▸ DATASET ROWS
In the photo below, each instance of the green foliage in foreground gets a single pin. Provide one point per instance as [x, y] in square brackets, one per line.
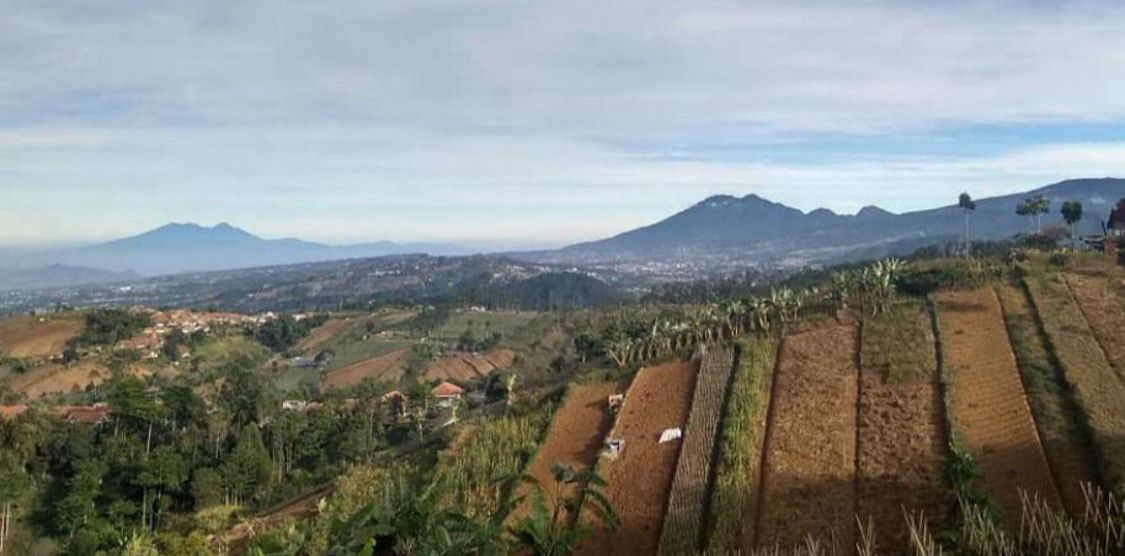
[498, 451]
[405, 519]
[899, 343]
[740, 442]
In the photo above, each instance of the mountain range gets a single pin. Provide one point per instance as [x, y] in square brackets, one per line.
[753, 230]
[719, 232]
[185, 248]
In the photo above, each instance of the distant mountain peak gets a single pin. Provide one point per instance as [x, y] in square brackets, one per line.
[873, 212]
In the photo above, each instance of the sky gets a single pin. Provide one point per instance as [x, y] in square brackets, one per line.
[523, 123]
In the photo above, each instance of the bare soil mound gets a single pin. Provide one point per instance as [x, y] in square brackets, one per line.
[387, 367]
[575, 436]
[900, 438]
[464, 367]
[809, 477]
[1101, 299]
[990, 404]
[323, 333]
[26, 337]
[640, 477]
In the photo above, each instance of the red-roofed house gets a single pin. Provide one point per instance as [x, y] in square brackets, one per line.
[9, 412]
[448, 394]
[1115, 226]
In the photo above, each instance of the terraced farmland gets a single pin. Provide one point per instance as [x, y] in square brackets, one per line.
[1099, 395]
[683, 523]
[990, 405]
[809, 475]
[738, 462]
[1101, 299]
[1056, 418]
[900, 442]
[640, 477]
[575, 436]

...

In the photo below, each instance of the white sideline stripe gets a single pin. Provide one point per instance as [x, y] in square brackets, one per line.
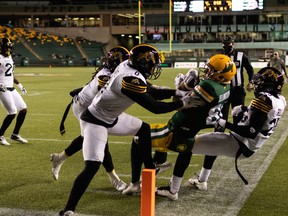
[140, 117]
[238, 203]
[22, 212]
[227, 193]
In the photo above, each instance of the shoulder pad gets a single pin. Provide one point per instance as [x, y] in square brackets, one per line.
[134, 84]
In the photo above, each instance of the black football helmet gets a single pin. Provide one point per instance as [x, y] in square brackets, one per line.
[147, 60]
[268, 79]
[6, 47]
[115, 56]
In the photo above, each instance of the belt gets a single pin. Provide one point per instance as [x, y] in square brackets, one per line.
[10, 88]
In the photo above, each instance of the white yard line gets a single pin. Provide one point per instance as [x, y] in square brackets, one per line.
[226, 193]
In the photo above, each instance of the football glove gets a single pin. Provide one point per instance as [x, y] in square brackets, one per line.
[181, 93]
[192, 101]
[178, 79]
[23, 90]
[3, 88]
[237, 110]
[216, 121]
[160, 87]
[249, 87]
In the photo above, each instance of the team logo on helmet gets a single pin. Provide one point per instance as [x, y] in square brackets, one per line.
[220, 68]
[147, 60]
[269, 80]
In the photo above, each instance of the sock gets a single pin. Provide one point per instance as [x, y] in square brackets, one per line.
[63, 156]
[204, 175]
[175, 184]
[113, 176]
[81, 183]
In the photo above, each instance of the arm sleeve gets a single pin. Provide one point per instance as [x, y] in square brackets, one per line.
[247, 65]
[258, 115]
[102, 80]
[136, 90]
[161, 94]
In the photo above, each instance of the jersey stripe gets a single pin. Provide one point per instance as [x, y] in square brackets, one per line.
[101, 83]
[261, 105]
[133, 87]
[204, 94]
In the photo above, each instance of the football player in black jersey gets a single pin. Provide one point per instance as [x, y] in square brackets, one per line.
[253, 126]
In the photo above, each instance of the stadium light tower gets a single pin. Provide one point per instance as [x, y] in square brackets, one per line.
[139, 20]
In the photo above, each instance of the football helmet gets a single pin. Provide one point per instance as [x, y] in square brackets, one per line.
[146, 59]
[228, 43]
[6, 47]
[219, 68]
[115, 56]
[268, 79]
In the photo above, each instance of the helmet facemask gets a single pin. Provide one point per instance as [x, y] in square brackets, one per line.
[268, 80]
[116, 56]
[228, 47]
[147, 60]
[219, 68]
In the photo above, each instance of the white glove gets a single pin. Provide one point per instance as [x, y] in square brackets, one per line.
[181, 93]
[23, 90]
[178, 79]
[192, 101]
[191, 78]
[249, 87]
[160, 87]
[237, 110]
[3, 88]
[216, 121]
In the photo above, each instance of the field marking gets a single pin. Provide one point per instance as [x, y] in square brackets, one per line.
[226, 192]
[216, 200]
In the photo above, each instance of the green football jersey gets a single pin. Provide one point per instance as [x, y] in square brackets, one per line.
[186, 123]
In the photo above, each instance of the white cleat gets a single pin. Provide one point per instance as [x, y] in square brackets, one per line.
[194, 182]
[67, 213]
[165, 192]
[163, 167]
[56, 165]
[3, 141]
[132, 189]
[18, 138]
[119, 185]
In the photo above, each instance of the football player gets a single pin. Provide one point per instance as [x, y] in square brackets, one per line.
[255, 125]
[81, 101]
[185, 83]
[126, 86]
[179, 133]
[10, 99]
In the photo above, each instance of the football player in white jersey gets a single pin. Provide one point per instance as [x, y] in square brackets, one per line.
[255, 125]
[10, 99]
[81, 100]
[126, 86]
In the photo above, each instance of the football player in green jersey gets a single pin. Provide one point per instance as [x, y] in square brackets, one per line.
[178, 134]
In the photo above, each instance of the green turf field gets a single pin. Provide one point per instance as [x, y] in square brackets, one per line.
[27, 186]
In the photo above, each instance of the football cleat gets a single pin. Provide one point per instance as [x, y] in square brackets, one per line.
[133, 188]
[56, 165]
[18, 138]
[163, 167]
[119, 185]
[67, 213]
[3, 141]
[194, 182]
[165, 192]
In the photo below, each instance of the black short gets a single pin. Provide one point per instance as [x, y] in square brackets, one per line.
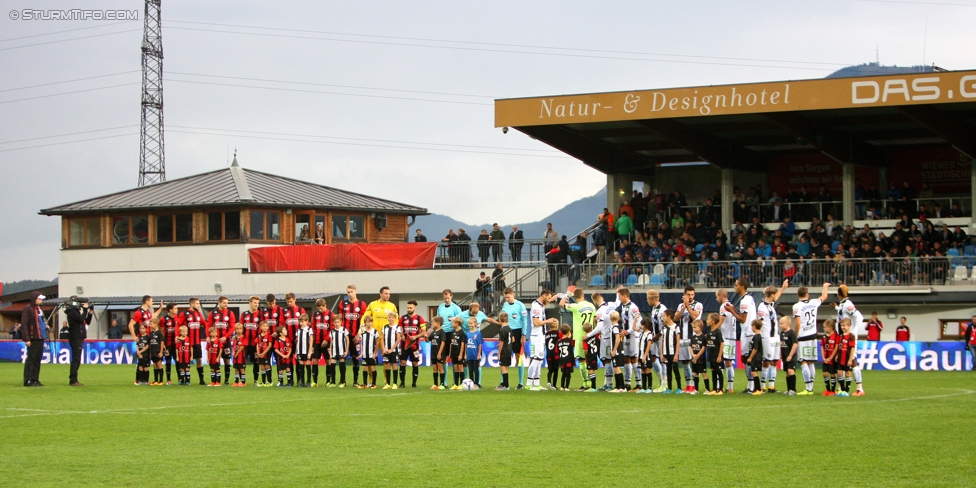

▸ EXERCISE BRIEF
From the data above, pull out each line that contains the string "cleat", and treat uppercase and lowercase as distinct.

▸ ANSWER TO THE TASK
In the photo above, each instance of the white cleat gets a single pin. Provide one point per instance as [x, y] in square brackets, one per line.
In the photo above, each instance of the football cleat gets a single pin. Provide one point per instance as [x, y] in square brackets, one per line.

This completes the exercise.